_Texte à lire_
##############################
DIASPORA (SIWEL) — « La Constitution algérienne ne nous concerne pas. Elle ne concerne pas la Kabylie ». Tous ceux qui s’agitent pour faire adhérer le peuple kabyle à cette révision constitutionnelle travaillent pour l’Algérie contre la Kabylie. Nous en connaissons qui n’ont, parmi ceux claironnant la bonté d’un Bouteflika en état végétatif, non pas la moindre conviction d’être dans le vrai, mais le désir de gagner un poste académique. Ils s’empressent d’applaudir en espérant se faire remarquer par les « décideurs », pour ne pas dire par les « recruteurs » de la future académie amazighe dont la révision constitutionnelle annonce la création. Importe peu pour eux le statut insultant fait à cette famille de langues et aux peuples qui en sont les locuteurs. Le poste et le salaire passent chez eux avant la dignité, la leur et celle des leurs. ».
Interview avec Mme Sakina Ait-Ahmed, Ministre de la langue et de la culture kabyles au sein du Gouvernement Provisoire Kabyle
Mme Sakina Ait-Ahmed : En réponse à votre question, pour bien comprendre la situation présente, il y a lieu d’abord de remonter dans le temps afin de démontrer la constance maléfique de ce pouvoir dictatorial qui gouverne l’Algérie, cette création coloniale, depuis plus d’une cinquantaine d’années.
Déjà en 1963, puis la Charte d’Alger de 1965, la Charte Nationale et la Constitution de 1976, la Constitution de Chadli en 1989, celle de Liamine Zeroual en 1996, avaient toutes ignoré par mépris et par racisme l’existence d’une quelconque bribe linguistique amazighe en Algérie. En revanche, elles ont toutes affirmé la primauté de la langue arabe sur toute autre langue usitée chez nous.
Zeroual avait promis dans son programme électoral de 1995 de réparer cette injustice en écrivant : « Notre identité serait incomplète sans sa dimension amazighe, langue et culture de nos ancêtres depuis l’aube de l’histoire » et de souligner plus loin que « l’amazighité avait été occultée par le fait d’attitudes frileuses et par le fait d’un débat prétendument politique et souvent politicien ». Promesse non tenue ! Il a fallu le boycott de toute l’année scolaire 1994/95 pour la création du cadavérique Haut-Commissariat à l’Amazighité et le début d’un enseignement au compte-gouttes de quelques langues amazighes.
En fin de compte, ce n’est qu’après les massacres de jeunes manifestants lors des dramatiques événements du Printemps Noir (2001) que la donne changea sous le poids de la rue kabyle et du multimédia. Bouteflika qui, pourtant, avait juré publiquement en 1999, que de son vivant, tamazight ne serait jamais langue officielle, a été forcé de lui reconnaître en mars 2002, un statut de « langue nationale », avant la proposition faite fin décembre dernier.
Aujourd’hui, après que le voisin marocain ait « officialisé » ses langues amazighes, le pouvoir colonial algérien ne pouvait être en deçà de ce qu’il y a au Maroc.
##############################
_Données fournies_
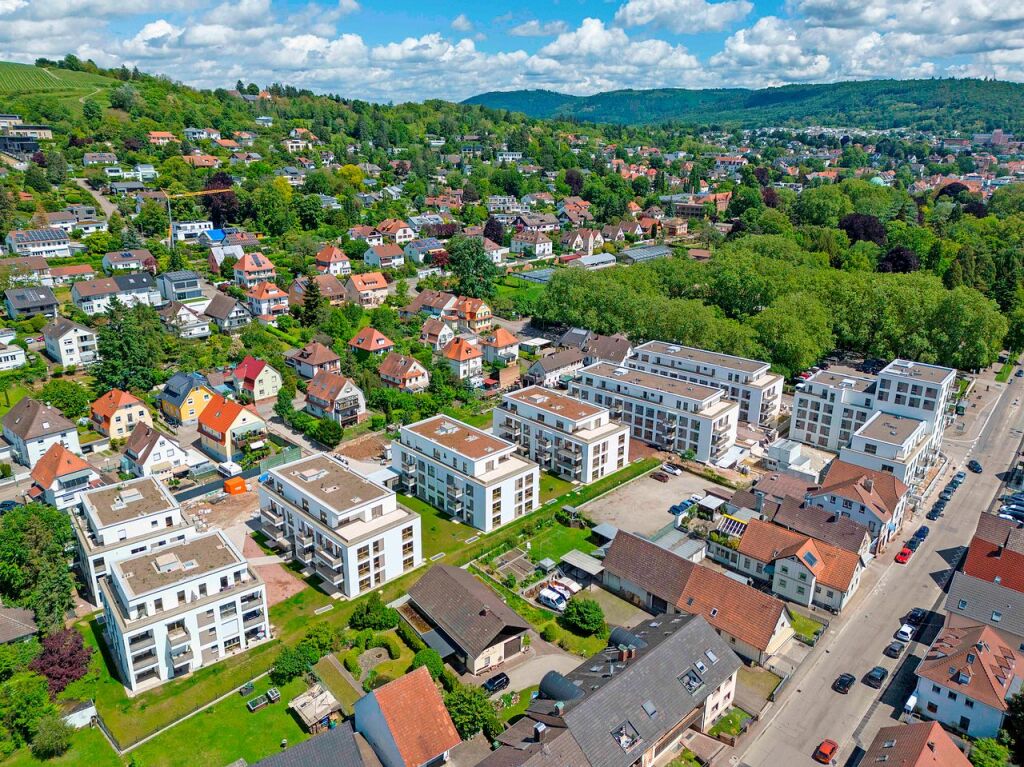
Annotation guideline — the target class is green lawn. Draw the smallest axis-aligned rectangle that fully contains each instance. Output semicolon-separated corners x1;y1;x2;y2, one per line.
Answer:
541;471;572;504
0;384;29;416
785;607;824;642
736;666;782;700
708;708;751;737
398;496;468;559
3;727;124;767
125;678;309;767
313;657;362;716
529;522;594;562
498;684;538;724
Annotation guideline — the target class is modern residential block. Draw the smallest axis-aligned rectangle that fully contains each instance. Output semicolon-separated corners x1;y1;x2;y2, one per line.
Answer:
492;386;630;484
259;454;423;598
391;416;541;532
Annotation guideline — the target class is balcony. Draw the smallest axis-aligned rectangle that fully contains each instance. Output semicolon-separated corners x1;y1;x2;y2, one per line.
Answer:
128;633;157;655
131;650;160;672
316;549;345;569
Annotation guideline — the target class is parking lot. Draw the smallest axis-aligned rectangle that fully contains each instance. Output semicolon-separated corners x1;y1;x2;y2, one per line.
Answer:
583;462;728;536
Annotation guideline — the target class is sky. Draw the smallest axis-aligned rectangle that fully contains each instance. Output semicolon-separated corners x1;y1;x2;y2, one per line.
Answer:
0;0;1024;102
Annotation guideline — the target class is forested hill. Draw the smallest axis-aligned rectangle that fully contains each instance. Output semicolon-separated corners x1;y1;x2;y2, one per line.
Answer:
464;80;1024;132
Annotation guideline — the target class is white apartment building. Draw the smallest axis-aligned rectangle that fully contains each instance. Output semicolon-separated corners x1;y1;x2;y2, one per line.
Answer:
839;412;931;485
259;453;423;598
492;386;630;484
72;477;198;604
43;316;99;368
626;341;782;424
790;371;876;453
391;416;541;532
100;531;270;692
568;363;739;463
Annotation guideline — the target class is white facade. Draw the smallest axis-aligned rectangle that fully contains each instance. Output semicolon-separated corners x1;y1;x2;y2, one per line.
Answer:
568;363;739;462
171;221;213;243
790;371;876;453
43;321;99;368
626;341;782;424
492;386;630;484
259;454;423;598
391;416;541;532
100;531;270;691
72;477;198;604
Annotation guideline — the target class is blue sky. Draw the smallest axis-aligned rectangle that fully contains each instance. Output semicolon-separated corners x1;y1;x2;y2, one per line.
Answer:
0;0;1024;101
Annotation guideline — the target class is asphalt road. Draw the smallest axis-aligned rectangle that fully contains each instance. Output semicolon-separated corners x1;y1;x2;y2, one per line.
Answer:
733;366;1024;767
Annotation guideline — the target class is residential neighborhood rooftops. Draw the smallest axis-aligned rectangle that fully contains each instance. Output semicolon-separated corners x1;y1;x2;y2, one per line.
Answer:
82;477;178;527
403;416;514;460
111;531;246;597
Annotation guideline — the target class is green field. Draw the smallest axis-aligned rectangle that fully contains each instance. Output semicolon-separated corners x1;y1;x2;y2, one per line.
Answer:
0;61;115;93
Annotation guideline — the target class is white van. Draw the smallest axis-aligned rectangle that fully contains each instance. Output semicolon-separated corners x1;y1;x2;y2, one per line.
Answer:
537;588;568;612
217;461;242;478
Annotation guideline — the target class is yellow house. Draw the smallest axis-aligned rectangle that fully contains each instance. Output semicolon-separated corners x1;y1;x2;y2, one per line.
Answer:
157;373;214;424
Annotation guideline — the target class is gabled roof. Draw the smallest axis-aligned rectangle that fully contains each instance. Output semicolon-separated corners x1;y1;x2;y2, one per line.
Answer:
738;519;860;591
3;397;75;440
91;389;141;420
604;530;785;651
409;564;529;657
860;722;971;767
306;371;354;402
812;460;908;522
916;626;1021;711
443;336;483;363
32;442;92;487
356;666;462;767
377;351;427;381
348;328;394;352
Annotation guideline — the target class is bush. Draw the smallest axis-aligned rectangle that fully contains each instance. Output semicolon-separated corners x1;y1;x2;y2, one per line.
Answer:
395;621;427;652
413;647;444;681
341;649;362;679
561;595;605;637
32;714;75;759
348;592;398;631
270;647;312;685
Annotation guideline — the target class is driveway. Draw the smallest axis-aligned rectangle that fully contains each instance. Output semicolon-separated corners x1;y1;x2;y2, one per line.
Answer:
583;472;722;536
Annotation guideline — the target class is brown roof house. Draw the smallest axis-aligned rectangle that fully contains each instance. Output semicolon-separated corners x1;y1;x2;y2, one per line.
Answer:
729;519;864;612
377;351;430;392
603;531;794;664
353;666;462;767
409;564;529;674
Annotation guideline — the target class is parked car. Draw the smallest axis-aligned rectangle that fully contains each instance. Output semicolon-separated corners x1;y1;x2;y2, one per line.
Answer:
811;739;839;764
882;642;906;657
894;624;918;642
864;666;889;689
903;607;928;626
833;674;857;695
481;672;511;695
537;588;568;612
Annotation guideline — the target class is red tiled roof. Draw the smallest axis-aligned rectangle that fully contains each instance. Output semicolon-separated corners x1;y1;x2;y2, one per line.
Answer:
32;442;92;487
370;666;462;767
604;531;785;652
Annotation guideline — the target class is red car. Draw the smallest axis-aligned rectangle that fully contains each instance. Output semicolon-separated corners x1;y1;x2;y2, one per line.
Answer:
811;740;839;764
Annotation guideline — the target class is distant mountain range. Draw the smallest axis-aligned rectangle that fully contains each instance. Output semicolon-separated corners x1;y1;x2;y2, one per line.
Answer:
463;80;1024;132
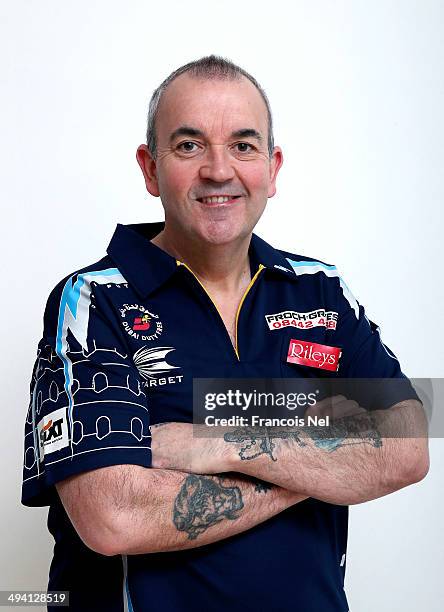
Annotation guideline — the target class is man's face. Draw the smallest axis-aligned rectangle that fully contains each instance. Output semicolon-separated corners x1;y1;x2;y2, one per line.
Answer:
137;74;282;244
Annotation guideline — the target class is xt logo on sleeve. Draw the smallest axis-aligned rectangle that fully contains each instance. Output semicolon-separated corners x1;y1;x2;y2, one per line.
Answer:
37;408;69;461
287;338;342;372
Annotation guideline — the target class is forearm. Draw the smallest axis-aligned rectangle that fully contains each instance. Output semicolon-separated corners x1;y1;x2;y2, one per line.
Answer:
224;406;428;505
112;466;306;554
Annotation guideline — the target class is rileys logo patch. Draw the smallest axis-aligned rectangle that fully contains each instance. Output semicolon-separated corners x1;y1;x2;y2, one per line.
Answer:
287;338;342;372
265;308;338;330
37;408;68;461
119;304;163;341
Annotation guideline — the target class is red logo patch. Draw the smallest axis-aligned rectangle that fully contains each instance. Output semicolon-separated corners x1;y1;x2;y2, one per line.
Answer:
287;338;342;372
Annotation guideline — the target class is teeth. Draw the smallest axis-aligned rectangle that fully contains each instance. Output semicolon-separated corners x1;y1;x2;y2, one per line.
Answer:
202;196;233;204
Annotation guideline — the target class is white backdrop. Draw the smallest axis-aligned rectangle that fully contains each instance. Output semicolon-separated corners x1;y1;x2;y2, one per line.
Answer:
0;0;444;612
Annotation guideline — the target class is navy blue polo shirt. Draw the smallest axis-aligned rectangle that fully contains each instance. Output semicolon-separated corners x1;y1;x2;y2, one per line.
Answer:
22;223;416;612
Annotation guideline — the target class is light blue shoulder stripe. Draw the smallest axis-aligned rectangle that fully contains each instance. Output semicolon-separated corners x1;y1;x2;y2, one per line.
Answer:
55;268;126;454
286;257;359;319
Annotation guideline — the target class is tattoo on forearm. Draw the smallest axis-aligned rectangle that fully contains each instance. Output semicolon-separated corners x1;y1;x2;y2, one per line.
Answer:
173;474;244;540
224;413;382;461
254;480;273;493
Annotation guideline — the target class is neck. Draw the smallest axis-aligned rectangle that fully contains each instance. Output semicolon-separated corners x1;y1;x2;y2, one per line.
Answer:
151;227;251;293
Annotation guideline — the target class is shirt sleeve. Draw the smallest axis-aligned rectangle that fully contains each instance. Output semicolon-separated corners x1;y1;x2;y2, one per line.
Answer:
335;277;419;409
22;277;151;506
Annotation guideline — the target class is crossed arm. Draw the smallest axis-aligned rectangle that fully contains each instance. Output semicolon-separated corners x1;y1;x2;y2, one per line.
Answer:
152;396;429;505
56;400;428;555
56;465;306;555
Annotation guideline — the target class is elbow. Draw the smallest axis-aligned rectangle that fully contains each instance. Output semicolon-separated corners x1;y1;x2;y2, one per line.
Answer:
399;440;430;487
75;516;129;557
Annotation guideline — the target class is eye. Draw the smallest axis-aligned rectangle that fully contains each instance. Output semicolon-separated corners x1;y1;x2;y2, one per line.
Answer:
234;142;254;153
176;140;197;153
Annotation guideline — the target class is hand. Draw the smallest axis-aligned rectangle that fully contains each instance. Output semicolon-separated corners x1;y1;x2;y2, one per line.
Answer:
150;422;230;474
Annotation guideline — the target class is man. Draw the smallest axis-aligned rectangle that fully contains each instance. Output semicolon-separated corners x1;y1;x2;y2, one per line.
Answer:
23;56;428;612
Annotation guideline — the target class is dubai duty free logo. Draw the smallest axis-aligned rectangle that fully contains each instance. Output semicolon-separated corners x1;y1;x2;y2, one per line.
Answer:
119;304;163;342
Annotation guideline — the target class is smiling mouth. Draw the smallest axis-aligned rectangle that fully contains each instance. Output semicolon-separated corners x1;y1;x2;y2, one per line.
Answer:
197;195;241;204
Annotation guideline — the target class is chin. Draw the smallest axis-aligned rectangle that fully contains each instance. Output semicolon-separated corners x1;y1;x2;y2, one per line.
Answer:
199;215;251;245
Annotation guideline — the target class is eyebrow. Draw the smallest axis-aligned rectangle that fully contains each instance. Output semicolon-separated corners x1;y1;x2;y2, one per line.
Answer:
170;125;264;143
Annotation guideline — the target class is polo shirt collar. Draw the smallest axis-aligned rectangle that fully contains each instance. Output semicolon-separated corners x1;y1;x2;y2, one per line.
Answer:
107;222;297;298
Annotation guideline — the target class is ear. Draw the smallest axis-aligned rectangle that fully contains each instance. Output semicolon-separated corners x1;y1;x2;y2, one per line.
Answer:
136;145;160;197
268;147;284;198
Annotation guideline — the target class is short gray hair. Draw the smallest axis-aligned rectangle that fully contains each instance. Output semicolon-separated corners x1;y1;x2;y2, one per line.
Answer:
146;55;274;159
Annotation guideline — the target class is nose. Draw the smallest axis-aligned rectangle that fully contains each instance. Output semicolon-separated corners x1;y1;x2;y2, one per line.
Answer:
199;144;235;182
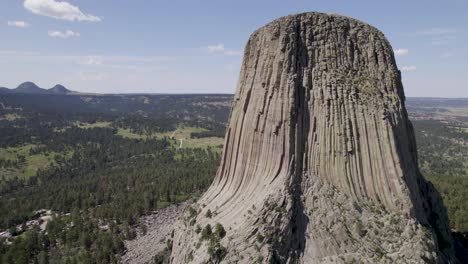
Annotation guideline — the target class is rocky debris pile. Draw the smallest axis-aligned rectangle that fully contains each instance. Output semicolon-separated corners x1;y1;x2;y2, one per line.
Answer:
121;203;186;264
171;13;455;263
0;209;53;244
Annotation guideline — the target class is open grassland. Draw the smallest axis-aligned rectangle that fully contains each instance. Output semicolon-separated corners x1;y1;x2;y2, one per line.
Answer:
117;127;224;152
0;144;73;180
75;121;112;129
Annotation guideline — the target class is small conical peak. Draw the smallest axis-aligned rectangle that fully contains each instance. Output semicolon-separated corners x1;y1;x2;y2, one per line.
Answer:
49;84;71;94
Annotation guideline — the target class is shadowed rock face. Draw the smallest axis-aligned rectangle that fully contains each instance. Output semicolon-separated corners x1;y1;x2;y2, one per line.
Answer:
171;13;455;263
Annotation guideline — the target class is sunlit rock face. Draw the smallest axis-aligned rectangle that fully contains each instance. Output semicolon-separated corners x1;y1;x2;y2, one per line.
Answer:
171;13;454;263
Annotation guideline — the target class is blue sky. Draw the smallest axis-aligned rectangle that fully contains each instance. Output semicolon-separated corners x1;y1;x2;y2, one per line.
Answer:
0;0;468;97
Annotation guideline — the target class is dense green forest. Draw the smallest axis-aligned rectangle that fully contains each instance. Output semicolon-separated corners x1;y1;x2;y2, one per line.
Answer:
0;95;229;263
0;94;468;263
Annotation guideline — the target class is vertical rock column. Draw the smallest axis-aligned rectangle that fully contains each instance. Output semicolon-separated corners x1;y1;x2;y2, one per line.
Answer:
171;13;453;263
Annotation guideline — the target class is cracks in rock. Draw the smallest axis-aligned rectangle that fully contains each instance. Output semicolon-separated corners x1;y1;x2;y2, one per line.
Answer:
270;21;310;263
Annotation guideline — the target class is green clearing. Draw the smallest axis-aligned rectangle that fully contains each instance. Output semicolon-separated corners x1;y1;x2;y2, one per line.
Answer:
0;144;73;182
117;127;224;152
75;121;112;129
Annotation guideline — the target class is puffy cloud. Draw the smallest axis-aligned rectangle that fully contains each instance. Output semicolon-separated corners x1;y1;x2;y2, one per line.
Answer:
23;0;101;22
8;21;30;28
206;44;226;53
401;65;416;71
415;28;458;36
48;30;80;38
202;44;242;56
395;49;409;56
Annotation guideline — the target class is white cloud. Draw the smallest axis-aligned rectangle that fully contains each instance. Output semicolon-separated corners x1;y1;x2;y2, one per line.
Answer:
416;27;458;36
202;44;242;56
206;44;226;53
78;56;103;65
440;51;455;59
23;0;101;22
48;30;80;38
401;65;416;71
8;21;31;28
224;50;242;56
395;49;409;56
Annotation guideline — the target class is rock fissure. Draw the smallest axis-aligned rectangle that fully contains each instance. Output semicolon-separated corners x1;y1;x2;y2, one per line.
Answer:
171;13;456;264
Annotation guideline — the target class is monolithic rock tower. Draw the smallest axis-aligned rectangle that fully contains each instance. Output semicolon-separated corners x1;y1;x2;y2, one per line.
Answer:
##############################
_Consigne donnée_
Recopiez à l'identique la portion du texte sur la révision constitutionnelle qui débute par « Interview avec Mme » et s'achève sur « usitée chez nous. ».

_Solution proposée_
Interview avec Mme Sakina Ait-Ahmed, Ministre de la langue et de la culture kabyles au sein du Gouvernement Provisoire Kabyle
Mme Sakina Ait-Ahmed : En réponse à votre question, pour bien comprendre la situation présente, il y a lieu d’abord de remonter dans le temps afin de démontrer la constance maléfique de ce pouvoir dictatorial qui gouverne l’Algérie, cette création coloniale, depuis plus d’une cinquantaine d’années.
Déjà en 1963, puis la Charte d’Alger de 1965, la Charte Nationale et la Constitution de 1976, la Constitution de Chadli en 1989, celle de Liamine Zeroual en 1996, avaient toutes ignoré par mépris et par racisme l’existence d’une quelconque bribe linguistique amazighe en Algérie. En revanche, elles ont toutes affirmé la primauté de la langue arabe sur toute autre langue usitée chez nous.